Quoted passage:
--- START ---

Version 1.5.0 of ARCGen sees incremental improvement over previous versions. In addition to switching from calendar versioning to semantic versioning, ARCGen 1.5.0 now performs signal registration with 2 control points by default if nWarpCtrlPts
is not otherwise defined. Additionally, the default number of resampling points and corridor grid resolution are both increased to 250 points from 150. All three of these parameters can be changed using the appropriate name-value pair arguments. These changes do not change any of the underlying behaviour of ARCGen, but are intended to ensure new users get better results more quickly.
Additionally, the README.md
has been updated to increase clarity and get new users up and running more quickly.
nResamplePoints
default value changed to 250 from 100.CorridorRes
default value changed to 250 from 100.nWarpCtrlPts
default value changed to 2 from 0 (signal registration disabled)
R2023a introduces a completely revised algorithm for envelope splitting. The revised algorithm is unconditionally stable and operates on the concept of ray-polygon interception. In short, if the envelope of all ellipses found with the marching squares algorithm does not intercept the computed characteristic average, rays are projected from the start and/or end of the characteristic average to determine where the envelope should be split into inner and outer corridors. Previously, a simpler algorithm was used that was shown to be effective in most cases, but was only guaranteed to function in all circumstances.
Additionally, MATLAB code suggestions or 'intellisense' has been added to provide the user with on-the-fly help on inputs and name-value arguments.
- envelope splitting now uses a ray-polygon interception algorithm
- Added code suggestions.
R2022 is a hotfix to correct how corridors are divided between inner and outer components.
R2022a contains a number of small bug fixes but largely consists of documentation updates. R2022a also represents the first release to be packaged as a MATLAB toolbox for single file installation.
- 'arcgen.m' updated to handle file paths more robustly.

--- END ---

Exercise:
Please copy the ARCGen release notes above in full, word for word.

Extracted records:
--- START ---

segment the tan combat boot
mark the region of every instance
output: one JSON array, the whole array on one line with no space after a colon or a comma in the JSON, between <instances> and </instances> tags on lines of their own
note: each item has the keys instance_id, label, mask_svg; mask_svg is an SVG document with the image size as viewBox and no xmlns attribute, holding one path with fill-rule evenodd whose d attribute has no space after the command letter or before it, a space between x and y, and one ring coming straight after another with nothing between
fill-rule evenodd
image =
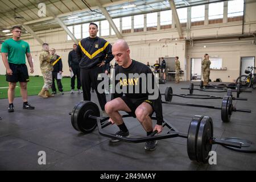
<instances>
[{"instance_id":1,"label":"tan combat boot","mask_svg":"<svg viewBox=\"0 0 256 182\"><path fill-rule=\"evenodd\" d=\"M46 90L44 92L44 96L47 96L47 97L54 97L54 95L53 94L51 94L49 93L49 90Z\"/></svg>"},{"instance_id":2,"label":"tan combat boot","mask_svg":"<svg viewBox=\"0 0 256 182\"><path fill-rule=\"evenodd\" d=\"M45 91L46 91L46 90L44 90L44 89L42 89L42 90L38 94L38 96L41 97L43 97L43 98L48 98L48 96L45 96L45 94L44 94Z\"/></svg>"}]
</instances>

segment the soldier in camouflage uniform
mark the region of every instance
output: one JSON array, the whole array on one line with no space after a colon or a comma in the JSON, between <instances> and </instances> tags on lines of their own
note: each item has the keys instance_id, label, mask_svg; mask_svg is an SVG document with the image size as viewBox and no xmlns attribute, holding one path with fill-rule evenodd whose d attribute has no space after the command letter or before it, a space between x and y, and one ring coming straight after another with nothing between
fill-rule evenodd
<instances>
[{"instance_id":1,"label":"soldier in camouflage uniform","mask_svg":"<svg viewBox=\"0 0 256 182\"><path fill-rule=\"evenodd\" d=\"M175 57L175 83L180 82L180 64L179 61L179 57Z\"/></svg>"},{"instance_id":2,"label":"soldier in camouflage uniform","mask_svg":"<svg viewBox=\"0 0 256 182\"><path fill-rule=\"evenodd\" d=\"M44 78L44 84L41 92L38 96L43 98L47 98L48 97L53 96L50 94L49 89L51 88L52 84L52 72L53 70L51 59L52 56L49 52L49 45L46 43L43 44L42 52L40 54L40 68L41 69L42 74Z\"/></svg>"},{"instance_id":3,"label":"soldier in camouflage uniform","mask_svg":"<svg viewBox=\"0 0 256 182\"><path fill-rule=\"evenodd\" d=\"M209 60L209 55L204 55L204 59L202 61L202 75L204 78L204 86L208 85L210 77L210 61Z\"/></svg>"}]
</instances>

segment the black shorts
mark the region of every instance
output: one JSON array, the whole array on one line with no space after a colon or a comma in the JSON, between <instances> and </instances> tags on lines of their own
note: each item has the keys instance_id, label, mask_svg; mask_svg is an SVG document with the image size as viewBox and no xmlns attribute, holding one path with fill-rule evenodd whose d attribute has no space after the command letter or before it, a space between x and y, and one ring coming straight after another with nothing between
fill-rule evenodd
<instances>
[{"instance_id":1,"label":"black shorts","mask_svg":"<svg viewBox=\"0 0 256 182\"><path fill-rule=\"evenodd\" d=\"M135 111L136 110L136 109L143 102L147 102L149 104L153 109L153 111L152 113L150 115L150 117L152 115L152 114L154 113L154 107L153 107L153 101L148 100L147 98L130 98L127 97L126 96L122 96L120 97L126 105L127 105L128 107L130 108L130 109L131 110L131 112L126 112L128 114L131 115L133 117L136 118L136 115L135 113Z\"/></svg>"},{"instance_id":2,"label":"black shorts","mask_svg":"<svg viewBox=\"0 0 256 182\"><path fill-rule=\"evenodd\" d=\"M27 65L25 64L16 64L9 63L10 68L13 71L13 75L6 74L6 81L12 83L28 82L30 81Z\"/></svg>"}]
</instances>

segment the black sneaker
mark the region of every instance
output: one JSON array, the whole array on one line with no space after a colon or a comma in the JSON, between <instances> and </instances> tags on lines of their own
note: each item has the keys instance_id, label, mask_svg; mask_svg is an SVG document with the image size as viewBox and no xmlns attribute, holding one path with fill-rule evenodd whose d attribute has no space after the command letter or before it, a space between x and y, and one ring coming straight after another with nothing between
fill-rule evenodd
<instances>
[{"instance_id":1,"label":"black sneaker","mask_svg":"<svg viewBox=\"0 0 256 182\"><path fill-rule=\"evenodd\" d=\"M14 106L13 105L10 105L9 107L8 107L8 112L12 113L14 111Z\"/></svg>"},{"instance_id":2,"label":"black sneaker","mask_svg":"<svg viewBox=\"0 0 256 182\"><path fill-rule=\"evenodd\" d=\"M146 142L145 147L144 148L146 150L152 151L156 148L156 144L158 140L148 141Z\"/></svg>"},{"instance_id":3,"label":"black sneaker","mask_svg":"<svg viewBox=\"0 0 256 182\"><path fill-rule=\"evenodd\" d=\"M31 106L30 104L28 103L23 104L23 109L28 109L28 110L32 110L35 109L35 107Z\"/></svg>"},{"instance_id":4,"label":"black sneaker","mask_svg":"<svg viewBox=\"0 0 256 182\"><path fill-rule=\"evenodd\" d=\"M123 131L117 131L115 134L115 136L126 136L126 137L129 137L129 132L123 132ZM120 141L119 140L117 139L115 139L115 138L112 138L110 139L110 142L118 142L119 141Z\"/></svg>"}]
</instances>

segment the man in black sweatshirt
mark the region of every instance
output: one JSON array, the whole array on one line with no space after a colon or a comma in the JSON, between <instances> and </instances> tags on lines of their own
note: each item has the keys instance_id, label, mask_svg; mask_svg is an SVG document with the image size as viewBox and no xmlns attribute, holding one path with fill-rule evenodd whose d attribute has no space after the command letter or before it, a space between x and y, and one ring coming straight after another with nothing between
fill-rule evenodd
<instances>
[{"instance_id":1,"label":"man in black sweatshirt","mask_svg":"<svg viewBox=\"0 0 256 182\"><path fill-rule=\"evenodd\" d=\"M101 81L97 80L98 75L105 72L103 65L109 63L114 56L112 46L106 40L97 36L98 26L90 23L89 26L90 36L82 39L76 49L78 59L80 60L81 82L84 100L90 101L90 88L95 89L98 100L105 115L105 105L106 103L105 93L99 93L97 87Z\"/></svg>"},{"instance_id":2,"label":"man in black sweatshirt","mask_svg":"<svg viewBox=\"0 0 256 182\"><path fill-rule=\"evenodd\" d=\"M63 89L61 84L61 79L58 79L58 73L60 75L63 72L62 70L62 60L61 57L60 56L55 54L55 49L52 48L50 49L50 53L52 55L52 58L51 60L51 63L52 63L53 67L53 71L52 71L52 94L55 94L56 93L56 89L55 86L55 80L57 81L57 85L58 86L59 91L63 94Z\"/></svg>"},{"instance_id":3,"label":"man in black sweatshirt","mask_svg":"<svg viewBox=\"0 0 256 182\"><path fill-rule=\"evenodd\" d=\"M117 40L113 46L112 53L118 64L115 68L114 75L117 77L113 77L115 84L113 88L117 89L117 86L118 89L122 87L122 92L118 93L117 90L112 90L112 100L105 107L106 113L110 118L110 121L115 123L120 129L116 135L128 136L129 135L118 111L125 111L136 117L147 132L147 135L150 135L154 130L160 133L163 130L163 118L159 89L156 85L151 69L146 65L131 59L130 52L127 43L123 40ZM122 74L121 77L117 76L120 74ZM146 77L142 78L143 75ZM139 88L139 92L136 92L138 91L136 87ZM146 90L143 91L143 88ZM152 89L151 91L150 88ZM150 116L154 112L156 113L157 122L153 130ZM118 141L117 139L110 140L112 142ZM156 143L156 140L147 142L144 149L154 150Z\"/></svg>"},{"instance_id":4,"label":"man in black sweatshirt","mask_svg":"<svg viewBox=\"0 0 256 182\"><path fill-rule=\"evenodd\" d=\"M77 59L77 55L76 52L77 45L74 44L73 45L73 50L68 53L68 66L69 67L69 71L72 71L74 76L71 78L71 93L74 92L75 82L76 77L77 79L77 92L79 93L82 93L81 90L81 81L80 81L80 68L79 68L80 60Z\"/></svg>"}]
</instances>

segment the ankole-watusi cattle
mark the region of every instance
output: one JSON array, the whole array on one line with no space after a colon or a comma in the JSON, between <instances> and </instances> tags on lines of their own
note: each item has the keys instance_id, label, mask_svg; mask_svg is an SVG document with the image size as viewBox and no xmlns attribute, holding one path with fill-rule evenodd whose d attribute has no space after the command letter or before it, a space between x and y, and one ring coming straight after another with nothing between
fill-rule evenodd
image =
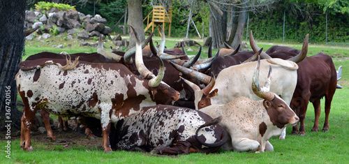
<instances>
[{"instance_id":1,"label":"ankole-watusi cattle","mask_svg":"<svg viewBox=\"0 0 349 164\"><path fill-rule=\"evenodd\" d=\"M252 40L250 43L251 47L254 47L253 51L258 51L259 47L254 42L252 33L250 33L250 40ZM268 54L270 57L268 57L286 59L292 57L300 51L285 46L273 46L267 52L269 52ZM283 52L291 52L291 55L277 53ZM313 103L315 110L315 121L311 131L319 130L318 121L321 112L320 99L324 97L325 117L322 131L329 131L328 119L331 103L337 86L336 71L332 59L330 56L320 52L312 57L305 57L297 64L299 68L297 70L297 86L290 106L299 117L300 127L298 131L297 125L293 126L292 134L298 133L301 135L306 134L304 119L309 101Z\"/></svg>"},{"instance_id":2,"label":"ankole-watusi cattle","mask_svg":"<svg viewBox=\"0 0 349 164\"><path fill-rule=\"evenodd\" d=\"M200 110L213 117L222 116L219 124L227 131L229 136L225 144L221 147L223 149L251 152L274 151L268 140L280 135L286 125L294 125L299 121L298 117L286 102L269 91L272 67L263 88L259 87L259 69L258 62L251 77L252 87L250 87L262 100L253 100L239 97L224 105L213 105ZM200 90L194 84L190 85L193 86L195 95L197 92L208 91ZM211 96L214 96L215 93L211 94L209 94Z\"/></svg>"},{"instance_id":3,"label":"ankole-watusi cattle","mask_svg":"<svg viewBox=\"0 0 349 164\"><path fill-rule=\"evenodd\" d=\"M136 76L119 64L80 61L67 64L66 68L57 60L40 63L33 70L20 70L16 81L24 103L20 143L23 149L33 150L30 131L39 109L64 117L82 115L101 119L103 146L108 152L112 150L108 137L110 122L144 106L178 100L179 93L161 82L164 73L162 61L159 59L161 68L157 76L144 66L139 37L135 31L135 34L137 68L147 79Z\"/></svg>"},{"instance_id":4,"label":"ankole-watusi cattle","mask_svg":"<svg viewBox=\"0 0 349 164\"><path fill-rule=\"evenodd\" d=\"M214 152L227 140L220 118L171 105L143 107L112 129L112 148L169 155Z\"/></svg>"}]
</instances>

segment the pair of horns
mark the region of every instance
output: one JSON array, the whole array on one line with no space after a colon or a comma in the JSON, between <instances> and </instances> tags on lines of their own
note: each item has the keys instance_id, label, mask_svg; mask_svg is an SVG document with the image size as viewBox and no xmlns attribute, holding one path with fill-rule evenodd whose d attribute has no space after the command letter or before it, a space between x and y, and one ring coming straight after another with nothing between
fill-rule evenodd
<instances>
[{"instance_id":1,"label":"pair of horns","mask_svg":"<svg viewBox=\"0 0 349 164\"><path fill-rule=\"evenodd\" d=\"M306 34L304 41L303 42L303 46L302 47L302 50L299 54L297 55L288 59L288 60L294 61L295 63L299 63L303 61L304 58L306 57L306 54L308 53L308 45L309 45L309 34ZM250 45L254 52L257 52L260 50L260 48L255 43L255 39L253 38L253 35L252 34L252 31L250 31ZM260 53L260 57L262 59L271 59L272 57L269 56L267 53L262 52Z\"/></svg>"}]
</instances>

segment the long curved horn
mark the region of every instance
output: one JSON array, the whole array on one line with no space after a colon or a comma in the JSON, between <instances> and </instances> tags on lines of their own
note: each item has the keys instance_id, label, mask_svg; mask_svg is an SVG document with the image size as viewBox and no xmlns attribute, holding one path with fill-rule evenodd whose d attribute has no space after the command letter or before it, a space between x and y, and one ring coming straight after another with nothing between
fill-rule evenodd
<instances>
[{"instance_id":1,"label":"long curved horn","mask_svg":"<svg viewBox=\"0 0 349 164\"><path fill-rule=\"evenodd\" d=\"M212 78L209 84L207 86L206 86L204 89L202 89L202 93L205 95L208 95L211 91L211 90L212 90L212 89L214 88L215 84L216 84L216 78L214 77Z\"/></svg>"},{"instance_id":2,"label":"long curved horn","mask_svg":"<svg viewBox=\"0 0 349 164\"><path fill-rule=\"evenodd\" d=\"M103 55L105 57L109 59L114 59L117 62L120 61L122 57L121 56L114 54L111 52L104 50L102 35L99 36L98 44L97 45L97 53Z\"/></svg>"},{"instance_id":3,"label":"long curved horn","mask_svg":"<svg viewBox=\"0 0 349 164\"><path fill-rule=\"evenodd\" d=\"M259 84L259 73L260 73L260 57L258 56L258 61L257 62L257 66L255 66L255 71L253 73L253 82L252 82L252 90L255 95L258 97L262 98L266 100L270 100L274 98L275 95L274 93L270 92L270 82L272 80L272 66L269 66L268 78L265 82L265 87L261 89Z\"/></svg>"},{"instance_id":4,"label":"long curved horn","mask_svg":"<svg viewBox=\"0 0 349 164\"><path fill-rule=\"evenodd\" d=\"M191 88L193 89L194 92L201 90L201 89L199 87L199 86L194 84L193 82L192 82L186 79L183 78L181 76L179 76L179 77L181 77L181 79L183 80L183 81L184 81L189 87L191 87Z\"/></svg>"},{"instance_id":5,"label":"long curved horn","mask_svg":"<svg viewBox=\"0 0 349 164\"><path fill-rule=\"evenodd\" d=\"M183 64L183 66L185 66L186 68L189 68L189 67L192 66L193 65L194 65L194 64L200 58L200 55L201 54L201 50L202 49L202 47L201 45L200 45L200 50L199 50L199 52L198 52L198 54L196 54L196 55L195 56L194 58L193 58L191 60L189 60L188 61L184 63L184 64Z\"/></svg>"},{"instance_id":6,"label":"long curved horn","mask_svg":"<svg viewBox=\"0 0 349 164\"><path fill-rule=\"evenodd\" d=\"M248 58L245 61L242 62L242 64L246 64L246 63L248 63L250 61L255 61L255 59L260 57L260 52L262 52L262 50L263 50L263 48L261 48L258 52L257 52L257 53L255 53L255 54L252 55L252 57L251 57L250 58Z\"/></svg>"},{"instance_id":7,"label":"long curved horn","mask_svg":"<svg viewBox=\"0 0 349 164\"><path fill-rule=\"evenodd\" d=\"M225 42L223 42L224 45L228 47L229 49L231 49L231 50L234 50L234 48L232 47L232 46L229 45L227 43Z\"/></svg>"},{"instance_id":8,"label":"long curved horn","mask_svg":"<svg viewBox=\"0 0 349 164\"><path fill-rule=\"evenodd\" d=\"M194 84L193 82L192 82L186 79L184 79L184 78L181 77L181 76L179 76L179 77L181 77L181 79L183 80L183 81L184 81L189 87L191 87L193 89L193 90L194 91L194 92L201 90L201 89L199 87L199 86ZM211 91L211 90L212 90L212 89L214 88L215 84L216 84L216 79L213 78L212 80L211 81L211 82L209 82L209 84L207 86L206 86L204 89L202 89L202 93L205 95L208 95L209 94L209 92Z\"/></svg>"},{"instance_id":9,"label":"long curved horn","mask_svg":"<svg viewBox=\"0 0 349 164\"><path fill-rule=\"evenodd\" d=\"M214 60L217 59L218 55L219 55L219 50L217 51L216 56L214 56L214 57L212 58L211 61L200 64L196 64L194 66L193 66L193 69L196 70L200 70L209 68L209 67L211 67L211 66L212 66L212 64L214 63Z\"/></svg>"},{"instance_id":10,"label":"long curved horn","mask_svg":"<svg viewBox=\"0 0 349 164\"><path fill-rule=\"evenodd\" d=\"M258 45L255 44L255 39L253 38L253 35L252 34L252 31L250 31L250 45L255 53L256 53L260 50ZM272 59L270 56L269 56L267 53L264 52L262 52L260 53L260 57L262 59Z\"/></svg>"},{"instance_id":11,"label":"long curved horn","mask_svg":"<svg viewBox=\"0 0 349 164\"><path fill-rule=\"evenodd\" d=\"M142 45L140 45L140 37L138 33L135 31L135 29L131 25L128 25L133 31L135 33L135 37L136 39L136 50L135 50L135 66L137 67L137 70L144 78L151 80L149 81L148 84L151 87L156 87L158 86L161 80L163 80L165 68L163 66L163 63L161 59L158 57L160 61L160 70L158 71L158 75L155 76L150 70L149 70L147 67L145 67L144 64L143 63L143 55L142 55Z\"/></svg>"},{"instance_id":12,"label":"long curved horn","mask_svg":"<svg viewBox=\"0 0 349 164\"><path fill-rule=\"evenodd\" d=\"M234 49L232 49L232 50L234 50ZM237 49L235 49L235 50L234 50L232 53L228 54L225 54L224 56L232 56L234 54L236 54L237 52L239 52L239 50L240 50L240 44L239 44Z\"/></svg>"},{"instance_id":13,"label":"long curved horn","mask_svg":"<svg viewBox=\"0 0 349 164\"><path fill-rule=\"evenodd\" d=\"M303 42L303 46L302 47L301 52L295 57L288 59L288 60L290 60L292 61L295 62L296 64L301 62L306 57L306 54L308 53L308 44L309 43L309 34L306 34L306 38L304 38L304 41Z\"/></svg>"},{"instance_id":14,"label":"long curved horn","mask_svg":"<svg viewBox=\"0 0 349 164\"><path fill-rule=\"evenodd\" d=\"M207 53L208 53L207 58L211 58L212 57L212 42L211 42L209 43L209 52L207 52Z\"/></svg>"},{"instance_id":15,"label":"long curved horn","mask_svg":"<svg viewBox=\"0 0 349 164\"><path fill-rule=\"evenodd\" d=\"M172 61L170 61L170 64L172 65L172 66L174 67L174 68L176 68L178 71L184 73L184 75L191 76L200 80L200 82L202 82L205 84L208 84L211 82L211 80L212 79L211 76L207 75L204 73L193 70L192 69L189 69L184 66L181 66Z\"/></svg>"},{"instance_id":16,"label":"long curved horn","mask_svg":"<svg viewBox=\"0 0 349 164\"><path fill-rule=\"evenodd\" d=\"M150 34L150 36L148 36L148 38L147 38L146 40L144 40L144 41L142 41L141 43L142 49L143 49L148 44L148 43L150 41L150 40L151 40L151 37L153 37L153 35L154 35L154 33L151 33ZM124 60L125 61L125 62L126 64L131 64L133 62L132 61L132 57L133 55L135 55L135 49L136 49L136 47L132 47L131 49L128 50L128 51L126 51L126 52L125 52L125 54L124 55Z\"/></svg>"}]
</instances>

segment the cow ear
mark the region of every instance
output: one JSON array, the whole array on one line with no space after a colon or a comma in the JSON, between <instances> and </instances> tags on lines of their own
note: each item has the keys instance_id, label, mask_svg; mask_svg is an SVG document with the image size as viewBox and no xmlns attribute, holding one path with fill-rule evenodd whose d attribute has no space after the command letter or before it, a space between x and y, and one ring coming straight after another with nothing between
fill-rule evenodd
<instances>
[{"instance_id":1,"label":"cow ear","mask_svg":"<svg viewBox=\"0 0 349 164\"><path fill-rule=\"evenodd\" d=\"M265 107L265 109L267 110L268 108L269 108L272 106L272 103L270 103L270 101L269 101L269 100L264 100L263 105L264 105L264 107Z\"/></svg>"}]
</instances>

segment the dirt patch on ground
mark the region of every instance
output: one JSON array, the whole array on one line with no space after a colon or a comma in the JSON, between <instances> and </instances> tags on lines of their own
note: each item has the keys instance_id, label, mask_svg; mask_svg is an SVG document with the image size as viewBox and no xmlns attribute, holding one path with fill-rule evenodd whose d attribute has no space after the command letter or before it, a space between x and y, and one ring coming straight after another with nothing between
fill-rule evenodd
<instances>
[{"instance_id":1,"label":"dirt patch on ground","mask_svg":"<svg viewBox=\"0 0 349 164\"><path fill-rule=\"evenodd\" d=\"M103 150L101 137L89 140L86 138L85 135L82 132L73 131L72 130L75 126L75 121L73 120L69 120L68 124L70 129L68 131L59 131L58 128L58 121L55 119L54 122L52 127L54 135L56 137L56 141L54 142L50 141L46 132L41 133L37 129L31 130L31 138L34 149L38 145L38 143L40 143L45 145L43 149L53 149L54 147L63 146L64 149L71 149L73 147L84 147L87 149ZM3 141L6 140L4 136L6 132L0 131L0 133L1 134L1 140ZM20 131L12 132L11 140L20 140ZM20 145L17 146L19 147Z\"/></svg>"}]
</instances>

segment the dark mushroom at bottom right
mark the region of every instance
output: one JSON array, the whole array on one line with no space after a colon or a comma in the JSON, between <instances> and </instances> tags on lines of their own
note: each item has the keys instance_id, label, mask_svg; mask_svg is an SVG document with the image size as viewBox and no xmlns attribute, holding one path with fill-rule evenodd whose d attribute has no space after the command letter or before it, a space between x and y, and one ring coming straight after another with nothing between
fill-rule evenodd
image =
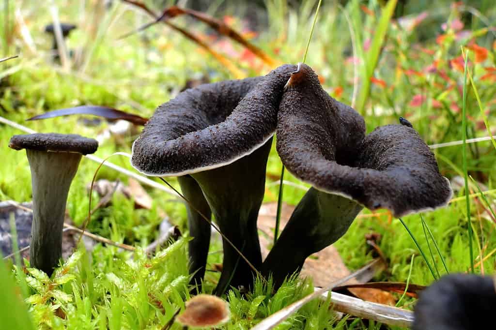
<instances>
[{"instance_id":1,"label":"dark mushroom at bottom right","mask_svg":"<svg viewBox=\"0 0 496 330\"><path fill-rule=\"evenodd\" d=\"M366 135L362 116L330 97L310 67L299 64L279 105L277 149L288 171L312 187L264 261L262 275L280 285L344 235L364 207L397 217L446 205L449 181L411 126L388 125Z\"/></svg>"},{"instance_id":2,"label":"dark mushroom at bottom right","mask_svg":"<svg viewBox=\"0 0 496 330\"><path fill-rule=\"evenodd\" d=\"M420 293L413 330L494 329L494 279L472 274L443 276Z\"/></svg>"}]
</instances>

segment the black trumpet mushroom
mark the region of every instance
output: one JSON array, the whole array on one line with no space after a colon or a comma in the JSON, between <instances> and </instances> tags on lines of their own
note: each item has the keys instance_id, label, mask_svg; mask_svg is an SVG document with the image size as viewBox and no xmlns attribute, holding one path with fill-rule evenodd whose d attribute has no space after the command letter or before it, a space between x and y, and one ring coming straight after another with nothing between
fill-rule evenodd
<instances>
[{"instance_id":1,"label":"black trumpet mushroom","mask_svg":"<svg viewBox=\"0 0 496 330\"><path fill-rule=\"evenodd\" d=\"M75 25L70 23L61 23L59 25L61 31L62 31L62 38L66 38L70 34L73 30L75 30L77 27ZM57 49L57 39L55 36L55 25L51 23L45 27L45 32L52 35L53 38L53 45L52 46L52 50L56 51ZM58 55L56 55L56 56Z\"/></svg>"},{"instance_id":2,"label":"black trumpet mushroom","mask_svg":"<svg viewBox=\"0 0 496 330\"><path fill-rule=\"evenodd\" d=\"M136 169L179 176L191 200L188 222L197 235L189 246L192 271L204 269L206 262L209 236L198 233L207 227L195 213L207 213L205 202L223 234L253 266L261 266L256 220L265 167L283 87L296 69L285 65L264 77L186 90L159 107L133 143L131 164ZM223 246L217 294L230 285L248 286L253 280L249 265L226 240Z\"/></svg>"},{"instance_id":3,"label":"black trumpet mushroom","mask_svg":"<svg viewBox=\"0 0 496 330\"><path fill-rule=\"evenodd\" d=\"M341 237L364 206L400 217L444 206L451 196L412 127L388 125L366 136L363 118L330 97L306 64L285 87L277 134L283 164L312 188L264 261L262 274L272 274L276 285Z\"/></svg>"},{"instance_id":4,"label":"black trumpet mushroom","mask_svg":"<svg viewBox=\"0 0 496 330\"><path fill-rule=\"evenodd\" d=\"M62 255L62 232L71 182L82 155L96 151L98 142L75 134L36 133L14 135L8 146L26 149L33 190L30 262L50 276Z\"/></svg>"},{"instance_id":5,"label":"black trumpet mushroom","mask_svg":"<svg viewBox=\"0 0 496 330\"><path fill-rule=\"evenodd\" d=\"M420 293L413 330L492 329L494 278L472 274L443 276Z\"/></svg>"}]
</instances>

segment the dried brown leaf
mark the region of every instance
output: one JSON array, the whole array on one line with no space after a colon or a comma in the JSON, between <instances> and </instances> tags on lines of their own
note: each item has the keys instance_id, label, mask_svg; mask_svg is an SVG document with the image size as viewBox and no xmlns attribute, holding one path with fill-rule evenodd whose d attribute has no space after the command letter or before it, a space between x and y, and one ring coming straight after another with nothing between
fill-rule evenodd
<instances>
[{"instance_id":1,"label":"dried brown leaf","mask_svg":"<svg viewBox=\"0 0 496 330\"><path fill-rule=\"evenodd\" d=\"M134 31L126 34L121 38L127 37L137 31L142 31L154 24L155 24L159 22L161 22L172 29L175 30L182 34L187 39L197 44L199 46L204 49L207 52L210 53L210 54L214 56L216 59L225 66L228 70L231 71L231 73L233 74L235 78L236 79L242 79L246 77L246 75L245 75L245 74L242 70L240 70L240 69L238 68L232 60L228 58L222 54L217 53L215 51L212 49L212 48L207 45L206 43L203 42L199 38L191 33L186 29L180 27L176 24L174 24L167 20L162 19L163 15L159 16L155 14L153 10L148 8L146 5L143 2L138 1L133 1L133 0L122 0L122 1L141 8L149 15L153 17L155 19L155 20L153 22L149 23L138 28Z\"/></svg>"},{"instance_id":2,"label":"dried brown leaf","mask_svg":"<svg viewBox=\"0 0 496 330\"><path fill-rule=\"evenodd\" d=\"M263 51L243 38L240 33L229 27L224 22L204 13L177 6L172 6L164 11L159 19L167 19L185 14L188 15L205 23L219 34L225 36L241 44L271 67L279 65L280 63L271 58Z\"/></svg>"},{"instance_id":3,"label":"dried brown leaf","mask_svg":"<svg viewBox=\"0 0 496 330\"><path fill-rule=\"evenodd\" d=\"M277 209L277 203L264 203L260 208L257 226L261 234L259 235L262 256L265 258L268 254L270 247L274 241L274 228L275 226L276 213ZM283 203L281 212L281 230L289 220L295 207L286 203ZM347 283L358 284L360 281L366 282L378 270L383 270L385 265L380 263L380 269L378 267L362 275L357 279L353 278ZM301 275L304 276L311 277L313 284L316 286L323 287L327 283L337 280L348 276L351 272L346 267L337 250L332 245L314 253L307 258L303 265ZM353 288L349 291L358 298L367 301L376 302L384 305L394 306L396 303L394 297L390 293L375 288ZM403 291L401 291L402 292Z\"/></svg>"}]
</instances>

--- END ---

Task result:
Version 1.5.0 of ARCGen sees incremental improvement over previous versions. In addition to switching from calendar versioning to semantic versioning, ARCGen 1.5.0 now performs signal registration with 2 control points by default if nWarpCtrlPts
is not otherwise defined. Additionally, the default number of resampling points and corridor grid resolution are both increased to 250 points from 150. All three of these parameters can be changed using the appropriate name-value pair arguments. These changes do not change any of the underlying behaviour of ARCGen, but are intended to ensure new users get better results more quickly.
Additionally, the README.md
has been updated to increase clarity and get new users up and running more quickly.
nResamplePoints
default value changed to 250 from 100.CorridorRes
default value changed to 250 from 100.nWarpCtrlPts
default value changed to 2 from 0 (signal registration disabled)
R2023a introduces a completely revised algorithm for envelope splitting. The revised algorithm is unconditionally stable and operates on the concept of ray-polygon interception. In short, if the envelope of all ellipses found with the marching squares algorithm does not intercept the computed characteristic average, rays are projected from the start and/or end of the characteristic average to determine where the envelope should be split into inner and outer corridors. Previously, a simpler algorithm was used that was shown to be effective in most cases, but was only guaranteed to function in all circumstances.
Additionally, MATLAB code suggestions or 'intellisense' has been added to provide the user with on-the-fly help on inputs and name-value arguments.
- envelope splitting now uses a ray-polygon interception algorithm
- Added code suggestions.
R2022 is a hotfix to correct how corridors are divided between inner and outer components.
R2022a contains a number of small bug fixes but largely consists of documentation updates. R2022a also represents the first release to be packaged as a MATLAB toolbox for single file installation.
- 'arcgen.m' updated to handle file paths more robustly.